==== INFORMATION SUPPLIED

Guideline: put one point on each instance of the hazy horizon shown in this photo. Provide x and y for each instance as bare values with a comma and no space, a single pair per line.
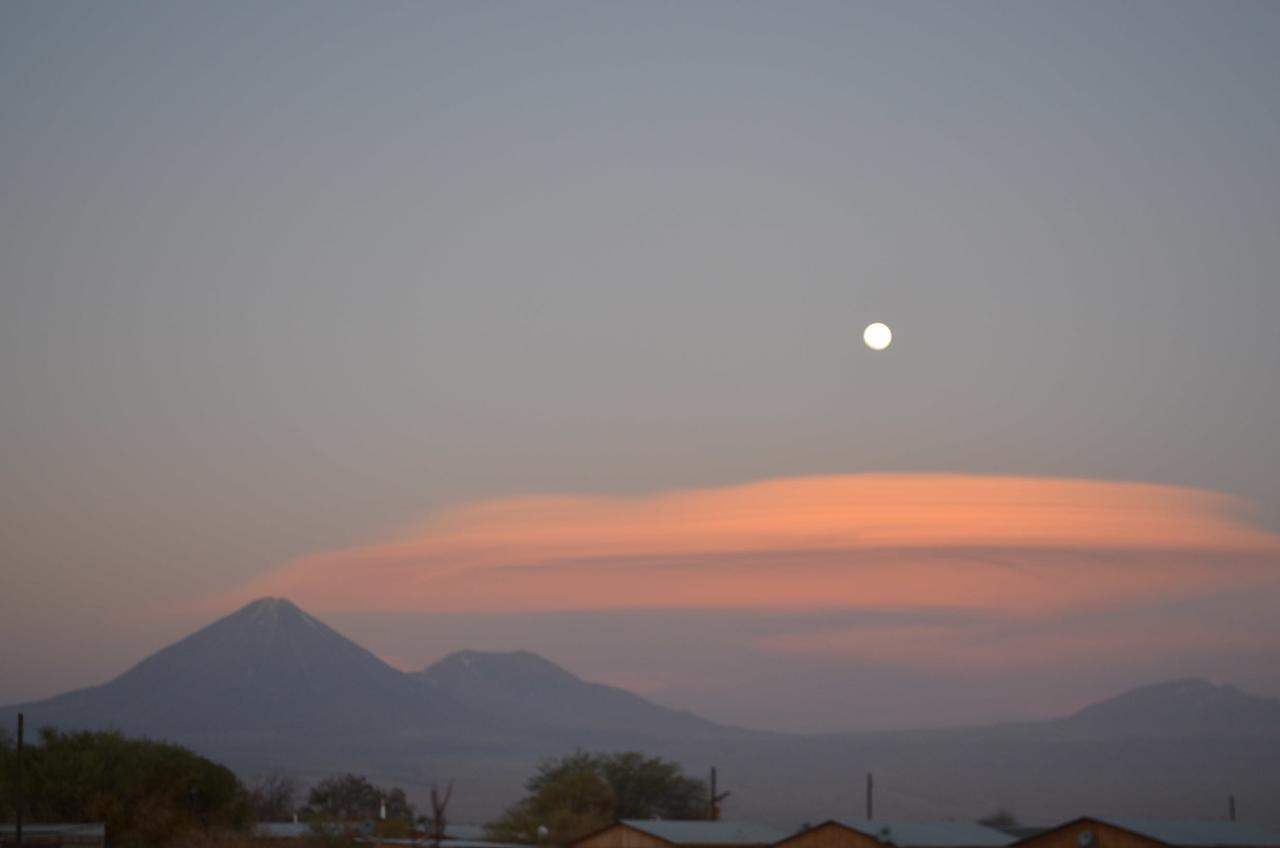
492,326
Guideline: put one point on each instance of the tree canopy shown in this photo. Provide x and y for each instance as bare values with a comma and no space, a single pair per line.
352,798
577,793
146,792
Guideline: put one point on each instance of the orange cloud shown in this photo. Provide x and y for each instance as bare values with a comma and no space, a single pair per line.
876,541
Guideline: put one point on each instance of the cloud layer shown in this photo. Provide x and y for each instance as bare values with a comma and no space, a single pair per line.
997,545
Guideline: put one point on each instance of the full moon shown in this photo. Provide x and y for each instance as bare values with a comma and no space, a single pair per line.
877,336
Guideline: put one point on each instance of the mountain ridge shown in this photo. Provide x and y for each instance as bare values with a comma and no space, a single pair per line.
270,688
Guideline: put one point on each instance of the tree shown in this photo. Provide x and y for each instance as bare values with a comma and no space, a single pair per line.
581,792
1000,819
146,792
273,797
351,798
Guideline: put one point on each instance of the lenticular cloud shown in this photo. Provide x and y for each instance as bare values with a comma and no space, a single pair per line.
876,541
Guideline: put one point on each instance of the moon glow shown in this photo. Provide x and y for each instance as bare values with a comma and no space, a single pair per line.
877,336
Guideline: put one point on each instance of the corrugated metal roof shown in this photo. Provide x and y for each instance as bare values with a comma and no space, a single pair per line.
707,833
68,829
1198,833
932,834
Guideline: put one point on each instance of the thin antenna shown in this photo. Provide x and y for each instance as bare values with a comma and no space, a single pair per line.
18,831
438,807
717,797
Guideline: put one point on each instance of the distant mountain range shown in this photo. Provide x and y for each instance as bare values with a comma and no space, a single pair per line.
270,688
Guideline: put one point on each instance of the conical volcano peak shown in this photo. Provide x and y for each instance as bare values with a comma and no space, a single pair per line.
270,611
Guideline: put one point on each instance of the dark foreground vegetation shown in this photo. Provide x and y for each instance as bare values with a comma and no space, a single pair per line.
149,793
572,796
154,794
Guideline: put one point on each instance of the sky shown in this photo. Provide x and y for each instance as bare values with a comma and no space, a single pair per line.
539,326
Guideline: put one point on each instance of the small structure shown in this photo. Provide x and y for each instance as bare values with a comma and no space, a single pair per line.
1089,831
81,835
900,834
644,833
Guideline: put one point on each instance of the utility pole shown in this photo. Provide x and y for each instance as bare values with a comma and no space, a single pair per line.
18,830
716,797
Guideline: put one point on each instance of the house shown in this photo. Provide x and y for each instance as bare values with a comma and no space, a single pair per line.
900,834
1089,831
645,833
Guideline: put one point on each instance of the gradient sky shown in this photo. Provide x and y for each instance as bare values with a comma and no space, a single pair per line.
538,326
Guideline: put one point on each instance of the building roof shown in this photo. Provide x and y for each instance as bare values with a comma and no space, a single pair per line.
67,829
932,834
707,833
1192,833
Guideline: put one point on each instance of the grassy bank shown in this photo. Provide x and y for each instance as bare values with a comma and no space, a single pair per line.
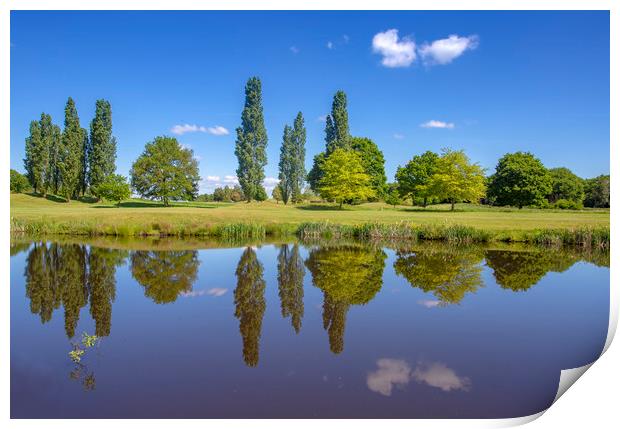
35,215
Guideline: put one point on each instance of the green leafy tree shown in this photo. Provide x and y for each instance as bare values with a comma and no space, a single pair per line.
373,163
344,178
251,143
565,185
250,304
277,193
597,191
291,284
392,195
19,182
347,275
448,273
336,137
165,274
166,171
520,179
415,177
70,154
457,179
114,188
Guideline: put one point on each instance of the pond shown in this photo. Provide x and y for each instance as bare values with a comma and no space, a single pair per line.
298,330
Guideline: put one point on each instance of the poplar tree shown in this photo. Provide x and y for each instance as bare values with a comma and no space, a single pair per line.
251,143
102,145
70,153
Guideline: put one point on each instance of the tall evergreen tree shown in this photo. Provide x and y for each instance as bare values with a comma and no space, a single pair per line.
33,162
292,160
70,153
251,143
102,145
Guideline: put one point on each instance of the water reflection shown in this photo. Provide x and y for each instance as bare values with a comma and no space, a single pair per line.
250,303
398,373
76,275
291,284
165,274
347,275
448,272
72,275
519,271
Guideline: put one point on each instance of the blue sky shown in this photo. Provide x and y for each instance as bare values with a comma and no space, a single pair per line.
485,82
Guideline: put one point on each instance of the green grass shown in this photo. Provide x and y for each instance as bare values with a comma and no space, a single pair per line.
469,223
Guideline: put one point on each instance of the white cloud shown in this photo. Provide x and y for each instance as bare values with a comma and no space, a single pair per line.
437,124
444,51
429,303
438,375
392,373
217,130
395,52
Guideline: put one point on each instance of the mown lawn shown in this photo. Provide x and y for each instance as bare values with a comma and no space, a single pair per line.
146,215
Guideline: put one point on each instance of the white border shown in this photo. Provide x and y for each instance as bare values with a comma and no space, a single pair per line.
594,402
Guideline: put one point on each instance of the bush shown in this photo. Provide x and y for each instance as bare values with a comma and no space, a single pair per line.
567,205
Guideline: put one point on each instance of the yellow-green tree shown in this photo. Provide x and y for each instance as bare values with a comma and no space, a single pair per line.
344,178
456,179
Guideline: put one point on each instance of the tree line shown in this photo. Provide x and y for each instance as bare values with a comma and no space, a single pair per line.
349,170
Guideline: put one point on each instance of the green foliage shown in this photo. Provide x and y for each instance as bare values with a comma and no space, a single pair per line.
291,284
520,180
414,178
101,152
70,154
392,195
166,171
597,191
19,182
373,163
165,274
250,304
113,188
344,178
277,193
292,169
456,179
251,143
565,185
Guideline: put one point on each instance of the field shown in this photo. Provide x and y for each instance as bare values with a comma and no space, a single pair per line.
139,217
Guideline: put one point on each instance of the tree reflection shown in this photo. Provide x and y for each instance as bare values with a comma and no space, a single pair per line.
250,303
72,275
165,274
347,275
520,270
449,273
291,284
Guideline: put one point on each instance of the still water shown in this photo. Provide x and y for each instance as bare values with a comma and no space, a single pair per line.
294,330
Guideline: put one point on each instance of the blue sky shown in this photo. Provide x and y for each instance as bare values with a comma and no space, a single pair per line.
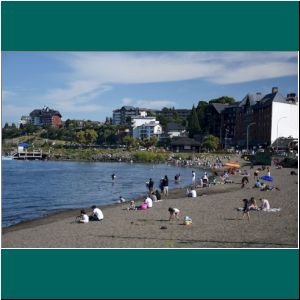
89,85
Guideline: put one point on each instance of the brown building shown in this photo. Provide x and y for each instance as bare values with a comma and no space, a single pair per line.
255,114
185,144
45,117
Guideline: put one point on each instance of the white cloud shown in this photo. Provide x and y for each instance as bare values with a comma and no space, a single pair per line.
256,72
146,103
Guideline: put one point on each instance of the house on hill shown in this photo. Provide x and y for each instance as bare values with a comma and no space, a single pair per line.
45,117
185,144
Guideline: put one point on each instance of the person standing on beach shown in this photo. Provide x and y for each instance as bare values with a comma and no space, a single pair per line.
174,213
158,195
113,178
97,214
193,178
166,186
83,217
265,205
246,209
150,185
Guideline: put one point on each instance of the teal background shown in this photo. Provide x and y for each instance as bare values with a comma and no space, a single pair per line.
116,26
150,26
150,274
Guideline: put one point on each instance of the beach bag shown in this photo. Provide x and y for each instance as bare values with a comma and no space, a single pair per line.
144,206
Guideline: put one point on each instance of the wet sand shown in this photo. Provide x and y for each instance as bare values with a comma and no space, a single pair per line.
216,222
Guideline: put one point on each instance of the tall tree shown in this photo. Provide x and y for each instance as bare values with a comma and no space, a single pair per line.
223,100
211,143
193,126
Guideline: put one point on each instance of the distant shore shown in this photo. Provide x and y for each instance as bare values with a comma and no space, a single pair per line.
216,222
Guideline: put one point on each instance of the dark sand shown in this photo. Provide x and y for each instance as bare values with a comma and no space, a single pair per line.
216,223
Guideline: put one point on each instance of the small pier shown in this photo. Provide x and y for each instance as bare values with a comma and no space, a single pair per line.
30,155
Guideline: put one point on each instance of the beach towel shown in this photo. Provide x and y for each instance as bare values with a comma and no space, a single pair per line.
259,209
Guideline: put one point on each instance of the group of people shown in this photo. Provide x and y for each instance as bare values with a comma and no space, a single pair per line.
97,215
252,205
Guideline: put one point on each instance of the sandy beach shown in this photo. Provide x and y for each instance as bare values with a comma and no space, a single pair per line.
216,222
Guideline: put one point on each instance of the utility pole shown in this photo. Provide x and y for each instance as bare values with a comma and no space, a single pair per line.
277,132
248,135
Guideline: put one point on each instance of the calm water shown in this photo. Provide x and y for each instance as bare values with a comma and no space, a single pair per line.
32,189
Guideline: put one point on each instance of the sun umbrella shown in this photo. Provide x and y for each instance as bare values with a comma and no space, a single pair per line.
233,165
267,178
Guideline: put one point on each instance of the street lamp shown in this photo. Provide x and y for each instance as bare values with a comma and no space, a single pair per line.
248,133
277,132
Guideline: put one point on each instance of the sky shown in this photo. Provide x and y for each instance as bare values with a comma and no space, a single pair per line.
90,85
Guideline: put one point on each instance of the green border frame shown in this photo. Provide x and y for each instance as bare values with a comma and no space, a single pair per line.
155,26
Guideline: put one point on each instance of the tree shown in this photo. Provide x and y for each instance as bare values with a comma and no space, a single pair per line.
223,100
152,141
211,143
201,112
80,137
193,126
90,136
130,141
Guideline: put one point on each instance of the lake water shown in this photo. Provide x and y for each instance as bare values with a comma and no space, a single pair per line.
33,189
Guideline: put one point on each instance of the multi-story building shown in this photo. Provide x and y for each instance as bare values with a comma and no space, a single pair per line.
213,114
145,127
126,113
169,113
24,121
228,122
147,130
45,117
266,118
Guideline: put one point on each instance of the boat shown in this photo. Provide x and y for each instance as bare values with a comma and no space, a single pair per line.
7,157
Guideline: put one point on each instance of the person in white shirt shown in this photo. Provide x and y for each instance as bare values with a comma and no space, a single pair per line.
174,213
83,217
149,202
265,205
97,214
193,177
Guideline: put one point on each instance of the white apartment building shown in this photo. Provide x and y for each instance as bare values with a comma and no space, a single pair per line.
121,116
145,127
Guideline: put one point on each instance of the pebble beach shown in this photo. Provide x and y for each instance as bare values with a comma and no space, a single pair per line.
216,221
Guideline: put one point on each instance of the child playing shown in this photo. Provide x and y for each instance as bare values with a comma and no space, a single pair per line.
84,218
132,206
174,213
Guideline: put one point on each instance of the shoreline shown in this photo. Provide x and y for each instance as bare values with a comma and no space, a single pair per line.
53,216
216,222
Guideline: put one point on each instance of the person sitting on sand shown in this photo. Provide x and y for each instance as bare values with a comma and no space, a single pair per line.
265,205
245,181
83,217
174,213
132,206
166,186
246,209
97,214
252,204
149,202
161,185
177,178
150,185
158,195
257,184
153,197
121,200
192,193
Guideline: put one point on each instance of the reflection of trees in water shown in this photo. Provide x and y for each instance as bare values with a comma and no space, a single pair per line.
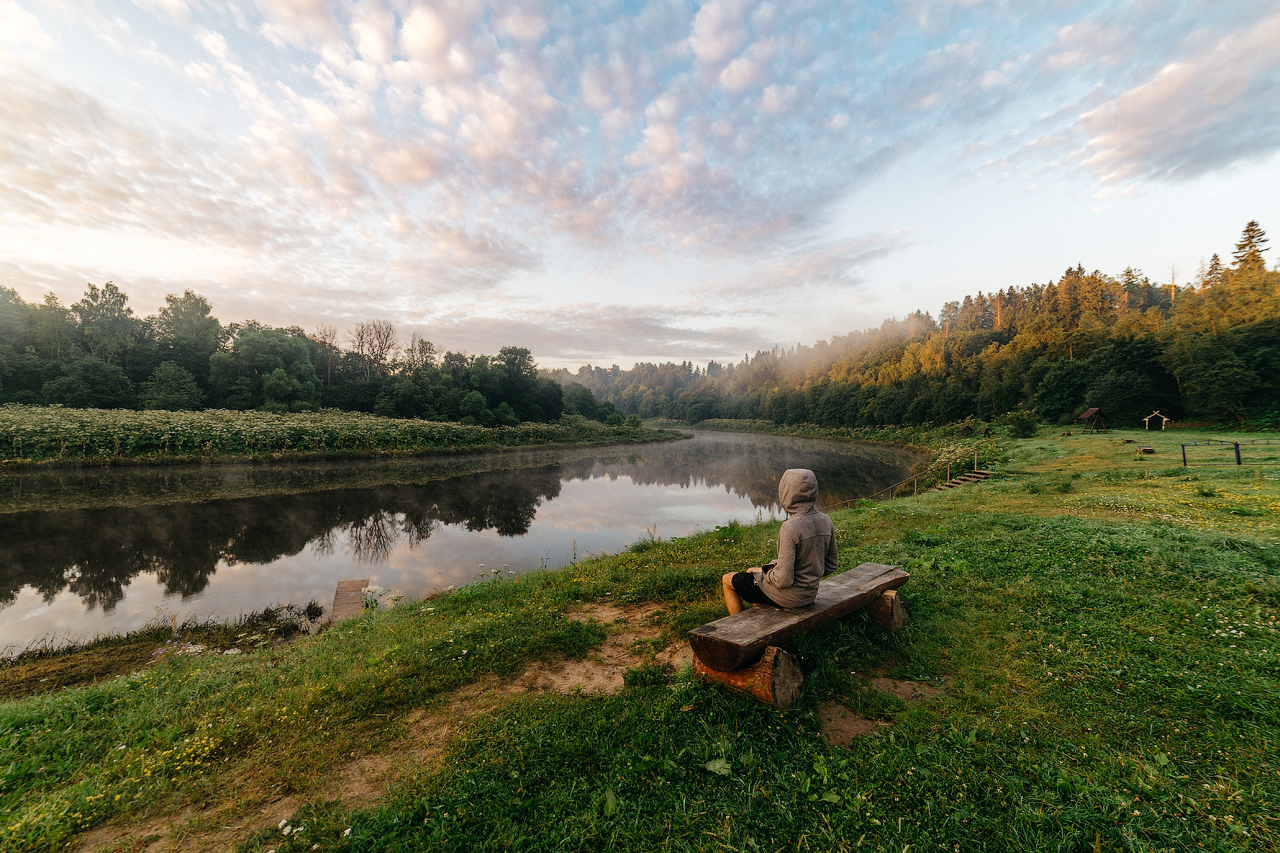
750,468
97,552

========

→ GIVEN INSTRUCTION
With pictures left out, extract the lines from the one containing "Guideline: put one point on each instance of the person sitting" to the end of the material above, both included, exactly as written.

→ FINAL ANSWER
Guideline: put one point on each instance of the person sitting on sand shown in this photo. Provide x and y for each instance as bare values with a comma and no space, a single pair per line.
265,205
245,181
83,217
174,213
132,206
166,186
246,209
97,214
252,204
149,202
161,185
177,178
150,185
158,195
257,184
153,197
121,200
192,193
Guideline: put one point on each instance of the reflection of trees in water shown in this photo. Provide x and y for each instance as bare values with a comma and no space, a single pair per line.
750,468
97,552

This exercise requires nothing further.